-- Start Material supplied --

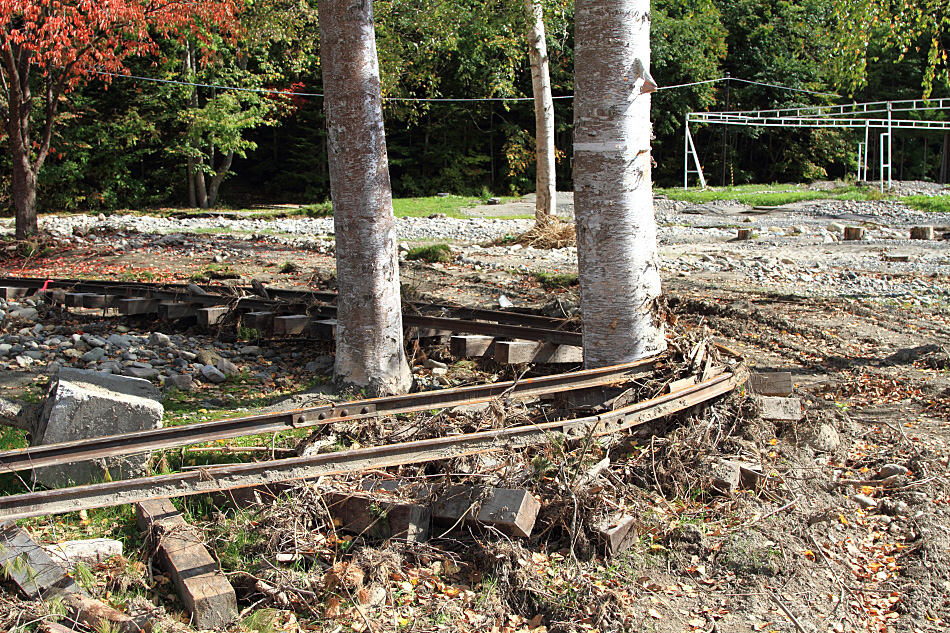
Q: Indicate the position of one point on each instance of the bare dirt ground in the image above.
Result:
(846, 529)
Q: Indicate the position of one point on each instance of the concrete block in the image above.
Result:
(514, 352)
(324, 330)
(85, 404)
(773, 383)
(380, 519)
(724, 476)
(211, 316)
(88, 552)
(617, 534)
(291, 324)
(12, 292)
(260, 321)
(29, 566)
(780, 409)
(852, 233)
(97, 302)
(204, 591)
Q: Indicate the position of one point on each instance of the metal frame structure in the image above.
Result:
(874, 114)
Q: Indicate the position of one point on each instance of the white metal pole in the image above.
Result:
(686, 153)
(867, 149)
(889, 145)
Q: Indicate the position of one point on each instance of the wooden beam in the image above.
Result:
(516, 352)
(511, 511)
(472, 346)
(205, 592)
(229, 476)
(137, 305)
(177, 309)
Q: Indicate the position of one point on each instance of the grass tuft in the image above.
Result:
(431, 253)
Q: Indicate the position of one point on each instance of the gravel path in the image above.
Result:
(798, 247)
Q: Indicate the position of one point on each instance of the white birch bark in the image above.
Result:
(618, 261)
(369, 342)
(545, 183)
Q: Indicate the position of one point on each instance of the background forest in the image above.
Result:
(128, 142)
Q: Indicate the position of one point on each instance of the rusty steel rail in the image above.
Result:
(178, 436)
(281, 297)
(227, 477)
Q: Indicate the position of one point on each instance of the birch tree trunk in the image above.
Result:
(545, 182)
(618, 262)
(369, 343)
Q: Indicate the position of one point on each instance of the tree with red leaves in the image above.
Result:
(48, 47)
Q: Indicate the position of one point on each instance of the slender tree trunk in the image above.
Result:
(369, 344)
(215, 185)
(618, 260)
(545, 183)
(188, 68)
(945, 159)
(201, 190)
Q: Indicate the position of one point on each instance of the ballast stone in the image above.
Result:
(82, 405)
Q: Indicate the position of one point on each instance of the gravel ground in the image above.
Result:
(797, 248)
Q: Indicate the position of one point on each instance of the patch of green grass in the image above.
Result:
(770, 195)
(318, 210)
(431, 253)
(553, 281)
(137, 275)
(451, 206)
(928, 204)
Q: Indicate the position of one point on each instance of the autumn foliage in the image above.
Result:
(57, 44)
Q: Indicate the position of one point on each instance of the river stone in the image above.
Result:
(81, 405)
(141, 372)
(159, 340)
(27, 314)
(227, 368)
(182, 382)
(93, 355)
(118, 341)
(207, 357)
(213, 374)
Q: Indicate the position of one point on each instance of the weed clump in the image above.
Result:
(553, 281)
(431, 253)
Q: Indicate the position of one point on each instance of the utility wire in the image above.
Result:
(443, 99)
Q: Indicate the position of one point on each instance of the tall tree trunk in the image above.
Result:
(24, 192)
(545, 183)
(188, 69)
(369, 343)
(617, 253)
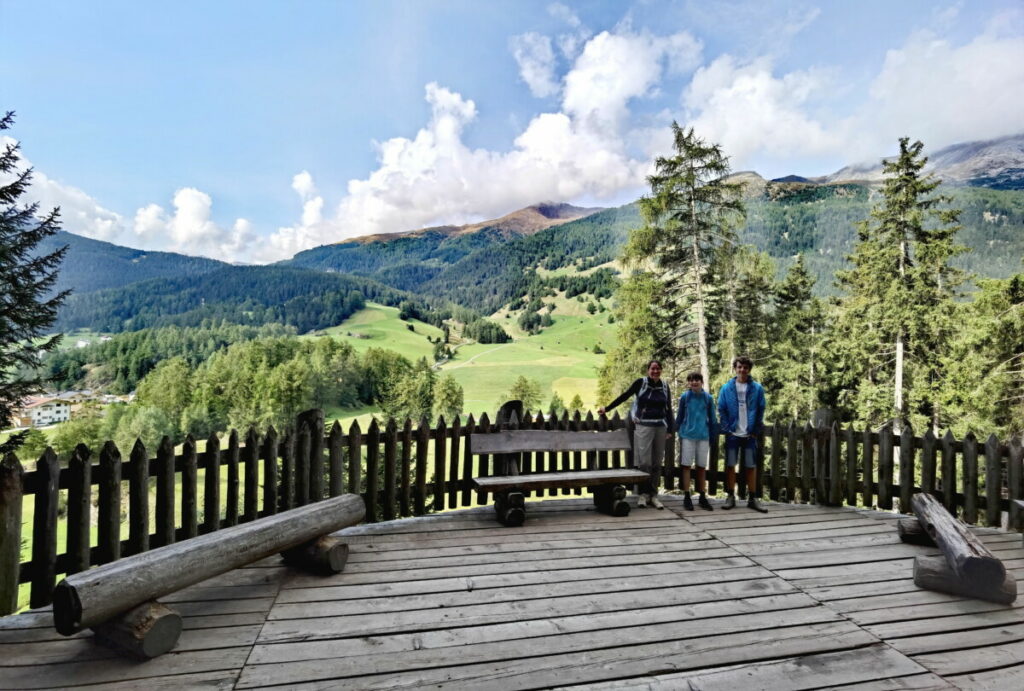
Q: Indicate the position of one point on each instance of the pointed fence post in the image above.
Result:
(11, 475)
(211, 488)
(138, 500)
(336, 456)
(906, 475)
(269, 452)
(79, 509)
(189, 488)
(110, 504)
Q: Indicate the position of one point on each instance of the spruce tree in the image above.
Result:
(896, 318)
(27, 304)
(689, 220)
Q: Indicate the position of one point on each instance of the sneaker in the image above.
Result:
(753, 503)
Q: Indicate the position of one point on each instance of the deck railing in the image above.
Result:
(401, 470)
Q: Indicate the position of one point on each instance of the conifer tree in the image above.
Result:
(896, 318)
(27, 308)
(689, 220)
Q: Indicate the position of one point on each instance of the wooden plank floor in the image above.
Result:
(801, 598)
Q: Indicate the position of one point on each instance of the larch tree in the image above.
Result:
(28, 306)
(688, 224)
(896, 318)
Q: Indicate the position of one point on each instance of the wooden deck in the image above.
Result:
(801, 598)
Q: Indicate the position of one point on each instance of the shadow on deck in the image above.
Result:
(804, 597)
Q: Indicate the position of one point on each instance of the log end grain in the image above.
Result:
(144, 632)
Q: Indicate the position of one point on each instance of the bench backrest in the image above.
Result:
(516, 441)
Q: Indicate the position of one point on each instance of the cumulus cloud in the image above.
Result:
(537, 62)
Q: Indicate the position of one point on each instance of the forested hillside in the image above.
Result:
(93, 265)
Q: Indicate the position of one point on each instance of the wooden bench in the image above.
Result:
(509, 486)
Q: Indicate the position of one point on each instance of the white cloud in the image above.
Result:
(537, 62)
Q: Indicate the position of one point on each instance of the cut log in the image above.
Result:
(90, 598)
(912, 532)
(935, 574)
(969, 559)
(325, 555)
(146, 631)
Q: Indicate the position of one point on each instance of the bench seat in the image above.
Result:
(576, 478)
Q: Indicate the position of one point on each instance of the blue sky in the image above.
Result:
(251, 130)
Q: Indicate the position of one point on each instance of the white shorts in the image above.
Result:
(691, 450)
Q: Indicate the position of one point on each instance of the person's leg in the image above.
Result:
(643, 440)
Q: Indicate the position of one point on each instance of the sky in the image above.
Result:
(250, 130)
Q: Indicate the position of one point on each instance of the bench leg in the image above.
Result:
(611, 500)
(511, 508)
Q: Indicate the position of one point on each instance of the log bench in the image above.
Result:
(509, 486)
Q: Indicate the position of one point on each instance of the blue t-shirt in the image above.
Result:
(693, 414)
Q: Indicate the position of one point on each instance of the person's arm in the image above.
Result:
(632, 391)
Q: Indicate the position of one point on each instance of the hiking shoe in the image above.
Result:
(753, 503)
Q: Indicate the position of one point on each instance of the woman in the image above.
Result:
(651, 414)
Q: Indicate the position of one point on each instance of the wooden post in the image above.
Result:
(93, 597)
(851, 466)
(336, 455)
(970, 479)
(906, 475)
(928, 456)
(138, 500)
(404, 493)
(270, 472)
(777, 474)
(453, 469)
(482, 460)
(250, 460)
(1015, 477)
(314, 419)
(993, 482)
(867, 455)
(144, 632)
(79, 509)
(390, 463)
(211, 487)
(189, 488)
(886, 467)
(354, 458)
(422, 449)
(373, 470)
(439, 448)
(110, 504)
(11, 475)
(303, 442)
(949, 472)
(467, 464)
(44, 528)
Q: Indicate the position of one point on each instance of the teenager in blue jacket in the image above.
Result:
(741, 414)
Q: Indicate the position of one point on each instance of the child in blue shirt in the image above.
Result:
(696, 426)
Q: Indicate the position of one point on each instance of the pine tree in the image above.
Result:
(27, 308)
(689, 220)
(896, 318)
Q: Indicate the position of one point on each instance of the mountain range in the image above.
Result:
(487, 264)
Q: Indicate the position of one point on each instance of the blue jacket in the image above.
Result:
(707, 431)
(728, 406)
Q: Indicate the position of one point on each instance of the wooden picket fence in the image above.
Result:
(404, 471)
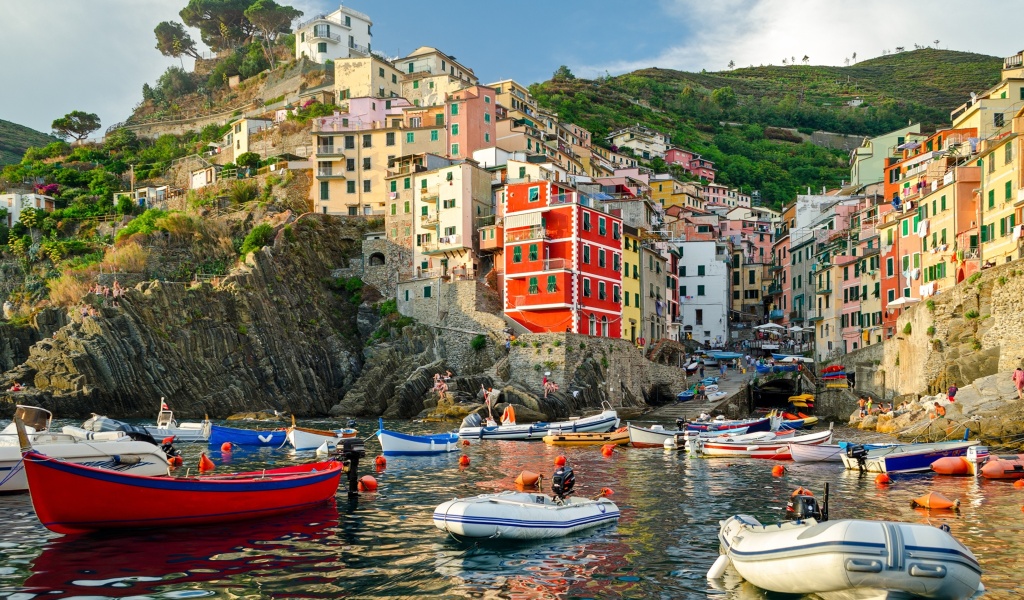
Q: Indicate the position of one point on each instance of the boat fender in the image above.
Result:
(718, 569)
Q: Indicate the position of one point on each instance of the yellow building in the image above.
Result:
(632, 303)
(999, 177)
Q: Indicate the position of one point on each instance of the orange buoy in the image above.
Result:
(936, 501)
(527, 479)
(368, 483)
(951, 466)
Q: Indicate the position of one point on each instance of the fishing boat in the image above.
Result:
(303, 438)
(524, 515)
(113, 451)
(110, 500)
(811, 557)
(473, 428)
(394, 443)
(167, 427)
(620, 436)
(904, 458)
(268, 437)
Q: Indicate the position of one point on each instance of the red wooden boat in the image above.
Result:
(73, 499)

-- End Material supplied --

- Requirements -
All entries must be written out again exactly as given, with no pictures in the copy.

- The completed task -
Q: Indicate the position of one point on each instance of the bare dirt ground in the image above.
Result:
(846, 529)
Q: Indicate the position of one point on each instance of the concrete block in the image above.
Result:
(514, 352)
(324, 330)
(85, 404)
(773, 383)
(380, 519)
(724, 476)
(211, 316)
(88, 552)
(617, 534)
(291, 324)
(12, 292)
(260, 321)
(29, 566)
(780, 409)
(852, 233)
(97, 302)
(204, 591)
Q: Indicate the position of one point on each instance of the metal frame structure in the image above.
Result:
(874, 114)
Q: Indicate the position of one point on each instance of the white metal pole in the image above.
Result:
(686, 153)
(867, 149)
(889, 145)
Q: Indicate the position of one point on each instance of the wooden beam in the image above.
Result:
(516, 352)
(511, 511)
(472, 346)
(205, 592)
(229, 476)
(137, 305)
(177, 309)
Q: Indicate the position of one point on each instance of the grass tuft in the image above.
Result:
(431, 253)
Q: Indicate the position of one point on each instance of the gravel path in the image above.
Result:
(798, 247)
Q: Indicate the position of one point on each instance of the white birch bark in the image above.
Result:
(618, 261)
(369, 342)
(545, 183)
Q: Indicate the position of one point on each instance of the background forest in the image above.
Result:
(128, 142)
Q: Indicate the position of one point on each instance of the rusty steel rail in the image above.
Result:
(178, 436)
(281, 297)
(227, 477)
Q: Indicate the position of one point on each instance of the birch tree trunk in the image above.
Result:
(545, 182)
(618, 262)
(369, 343)
Q: Indicate the position of one point on each instance of the tree with red leaves in the image above.
Result:
(48, 47)
Q: Indicate the position of one point on each instance of the slender tree trunk in the image above.
Result:
(369, 344)
(215, 185)
(618, 260)
(545, 183)
(188, 68)
(945, 159)
(201, 190)
Q: Indicate the position of one point on each instance of the ballast stone in the image above.
Result:
(82, 405)
Q: Indicate the position of one point on each instance of the gravel ground in the image above.
Result:
(797, 248)
Q: Indicate the position of one point on each instance of the patch of green grass in the image above.
Result:
(770, 195)
(318, 210)
(431, 253)
(553, 281)
(137, 275)
(451, 206)
(928, 204)
Q: Indicate the position of one point on each instance of the autumn foliage in the image above.
Result:
(57, 44)
Q: Indicate the position of one point on each instance of the river stone in the image above.
Result:
(81, 405)
(141, 372)
(159, 340)
(27, 314)
(227, 368)
(182, 382)
(93, 355)
(118, 341)
(207, 357)
(213, 374)
Q: Indicate the position of one point on each instance of the weed clump in the image above.
Result:
(553, 281)
(431, 253)
Q: Indicate the position of one point on each instance of the utility wire in the image above.
Result:
(443, 99)
Q: Indicate the position of one point on each instance of the tall tree trunk in the image above.
Result:
(24, 192)
(545, 183)
(188, 69)
(369, 343)
(617, 253)
Q: Indicate the position of one point on each instance of the pointed fence post in the image above.
Result:
(11, 475)
(211, 488)
(138, 500)
(336, 456)
(906, 475)
(269, 452)
(79, 509)
(189, 488)
(110, 504)
Q: Indicate the position of one point on each instance of the spruce tree in the image above.
Result:
(896, 318)
(27, 304)
(689, 220)
Q: Indicate the position of one point on each instance of the sneaker in the image above.
Result:
(753, 503)
Q: Indicate the position of one point on each instance of the deck railing in the image above.
Result:
(401, 470)
Q: Indicate the position of one point on each instance of the conifer tree in the image above.
Result:
(896, 318)
(27, 308)
(689, 220)
Q: Indicate the position of one point on each instance of the wooden plank floor in the image above.
Result:
(801, 598)
Q: Indicate the position of one point on each instance of the larch tree in the image above.
Result:
(28, 306)
(688, 224)
(896, 318)
Q: Indicate the position of one point on each instance of the wooden deck in the image above.
Result:
(801, 598)
Q: Indicate the position of one point on each instance of the shadow on deck in the image above.
Result:
(804, 597)
Q: Indicate the position of one point on each instance of the log end grain in the image above.
Result:
(144, 632)
Q: Indicate the position of one point on each instance of the bench backrest in the image above.
Result:
(516, 441)
Q: Indicate the position of one point on each instance of the cumulus cloud in the image above.
Result:
(537, 62)
Q: Indicate the position of one point on each instance of the forested hillside in the image above.
Result:
(93, 265)
Q: Indicate the position of one point on each instance of the wooden bench in the image above.
Result:
(509, 486)
Q: Indicate the position of one point on each instance of the white cloud in the image above.
Result:
(537, 62)
Q: Indicate the position of one point on each instance of the cut log in the image above.
Result:
(90, 598)
(912, 532)
(935, 574)
(969, 559)
(325, 555)
(146, 631)
Q: Indicate the position of one point on each instance of the bench seat in the image above.
Result:
(576, 478)
Q: Indicate the position of one point on each instance of the blue sky in the image above.
Result:
(251, 130)
Q: Indicate the position of one point on each instance of the white shorts in the image above.
Result:
(691, 450)
Q: Indicate the position of one point on each instance of the person's leg in the image above.
Result:
(643, 440)
Q: Indicate the position of one point on each instance of the sky in the image above.
Result:
(250, 130)
Q: Indicate the position of one point on each instance of the bench leg in the image above.
Result:
(611, 500)
(511, 508)
Q: Indicate the position of one point on each instance of the log bench in the image above.
Result:
(509, 486)
Q: Indicate the position of one point on each instance of the blue t-shirt in the image above.
Result:
(693, 414)
Q: Indicate the position of one point on each instance of the person's arm in the image above.
Result:
(632, 391)
Q: Indicate the position of one point on each instance of the hiking shoe in the image above.
Result:
(753, 503)
Q: Indicate the position of one point on each instance of the woman in the image above.
Result:
(651, 414)
Q: Indicate the position of one point on each instance of the wooden post in the image above.
Result:
(93, 597)
(851, 466)
(336, 455)
(970, 479)
(906, 475)
(928, 456)
(138, 500)
(404, 493)
(270, 472)
(777, 474)
(453, 469)
(482, 460)
(250, 460)
(1015, 477)
(314, 419)
(993, 482)
(867, 455)
(144, 632)
(79, 509)
(390, 463)
(211, 487)
(189, 488)
(886, 467)
(354, 458)
(422, 449)
(373, 470)
(439, 448)
(110, 504)
(11, 475)
(303, 442)
(949, 472)
(467, 464)
(44, 528)
Q: Indicate the position of one point on each instance of the teenager in blue jacket in the image above.
Result:
(741, 414)
Q: Indicate the position of one point on each instance of the child in blue shirt in the image above.
Result:
(696, 426)
Q: Indicate the position of one point on each instance of the pine tree in the image above.
Result:
(27, 308)
(689, 220)
(896, 318)
Q: Indicate the position of one point on each instance of the mountain range in the image above.
Result:
(487, 264)
Q: Indicate the position of one point on each instance of the blue jacket in the image above.
Result:
(707, 431)
(728, 406)
Q: Indicate the position of one point on each instance of the wooden picket fence in the image above.
Result:
(404, 471)
Q: Indicate the position of one point on each instance of the boat fender in the image above.
Result:
(718, 569)
Q: Indicate the position of one point on each instance of the yellow building in the image above.
Result:
(632, 303)
(999, 177)
Q: Indicate the position of one point on each instance of the orange buoy in the image above.
Result:
(936, 501)
(527, 479)
(368, 483)
(951, 466)
Q: Indicate the position of one point on each instance of the fishing boat in the image above.
Result:
(303, 438)
(524, 515)
(113, 451)
(110, 500)
(811, 557)
(473, 428)
(394, 443)
(167, 427)
(620, 436)
(904, 458)
(268, 437)
Q: Indicate the position of one point on each instance of the red wooden boat in the image above.
Result:
(73, 499)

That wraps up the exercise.